TEXT SEGMENT:

>> Begin

Stated another way: Imagine a txn that references 10,000 prevouts that are all super huge 10kb UTXOs. You end up in this weird territory where the script VM is now required to allow execution of 100MB+ worth of script data, and is required to allow it to pass if it’s all “correct” and returns “true”. All for a paltry ~500kb in txn space in the present.

Seems a bit out of whack even on the face of it.

Really the achilles heel of UTXO locking scripts is they can be all dead sitting in a DB and resurrected to join an undead army in a single txn and they can overwhelm the costs of evaluation. By “crediting” the txn and allocating budget for all these UTXOs you basically just allow that to happen… which seems to be the opposite of where we want to push the design… ?

tom · September 13, 2024, 7:37am

I’ll have to share the brutal truth, if you are saying that this scheme doesn’t protect nodes in the usecase of 2, then there is a very strong misalignment somewhere.

You using pushes only has side-effects that make an (apparently) wobby system even less stable. Side effects like this are huge red-flags in a running system. That’s really not Ok to introduce. The economic basics of Bitcoin Cash is balanced out carefully and while increasing the VM limits has effectively zero effect on the economic properties you won’t find any objections.

>> End

DATA SECTION:
>> Begin

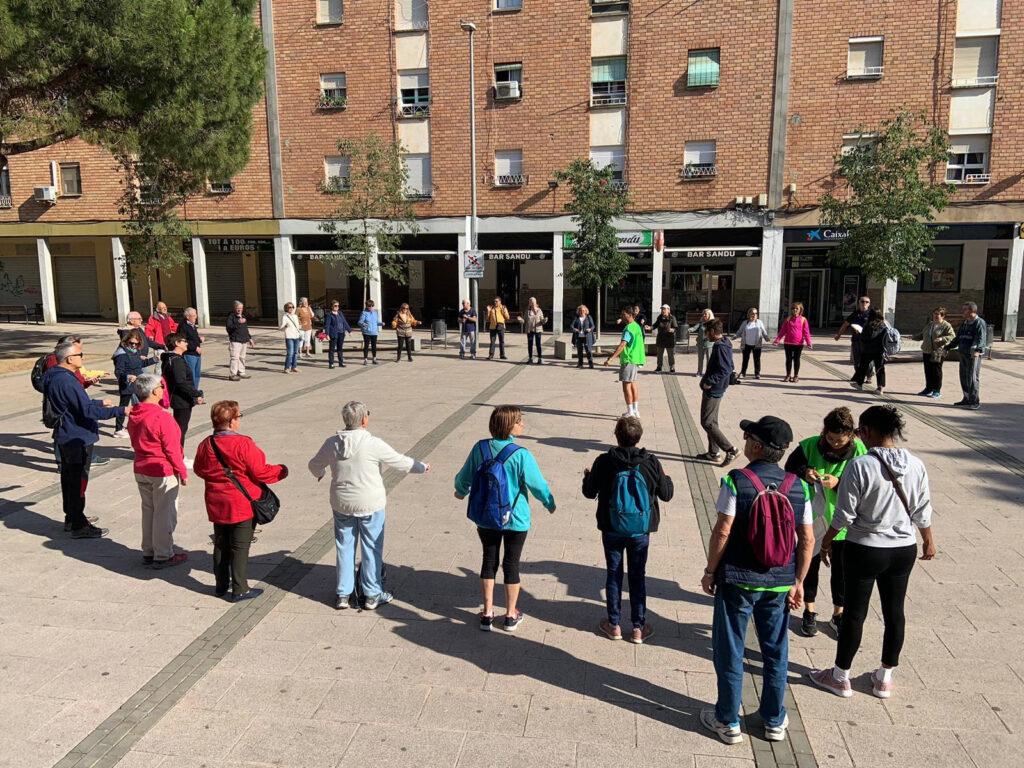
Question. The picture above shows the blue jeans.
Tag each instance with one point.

>> End

AIM 1:
Please give the stretch of the discussion of script VM limits from "I’ll have to" through "find any objections." again, changing "brutal truth" to "plain truth".
AIM 2:
Write what comes next in the discussion of script VM limits, starting after its last sentence.
The material comes from a separate source, unrelated to the discussion of script VM limits.

EXERCISE RESPONSE 1:
I’ll have to share the plain truth, if you are saying that this scheme doesn’t protect nodes in the usecase of 2, then there is a very strong misalignment somewhere.

You using pushes only has side-effects that make an (apparently) wobby system even less stable. Side effects like this are huge red-flags in a running system. That’s really not Ok to introduce. The economic basics of Bitcoin Cash is balanced out carefully and while increasing the VM limits has effectively zero effect on the economic properties you won’t find any objections.

EXERCISE RESPONSE 2:
But this changes the balance. Makes one type of transaction “cheaper” than others. It is not as bad as the segwit discount, but it is the same concept.

I’d rather not introduce changes that have known side-effects at all. If you think this can be fixed in the future, then fix it now.
We can always bump this to next year if that is what it takes…

This sounds like the limits are not actually doing their job then. The limits weer supposed to be about protecting the VM. Lower the limits if that is needed to protect the VM. I mean, this is the basic concept of what you guys have been testing and evaluating.
Please do that based on the input AND output size. Make the max script size less, if you need to.
Don’t insert perverse incentives to allow limits to be higher in some cases. That’s not a good idea and will be guarenteed to come back to bite you. BTC has some pretty bad examples of that. Let’s not do that here.

At this point I want to ask WHY there is a connection between the transaction size (and presumably fees paid) and the max / budget that a script can use.

Why not simply make that static. Maybe increases that every halving (to keep up with CPU / bandwidth cost).
That would be much simpler and avoid all this discussion, no?

tom · September 13, 2024, 7:42am

To repost this, the system we have today is not going to be used in the future. None of the properties are hard-coded / consensus. The miners that start to innovate and become most profitable will change them. Things like relay-fee, things like max free transactions in a block. They are all mining software that can be changed.

Do NOT bind the limits to the assumption that fees-paid is allowing one to run larger fees on (not that miner’s) CPUs. That cross-connects things that should not be connected.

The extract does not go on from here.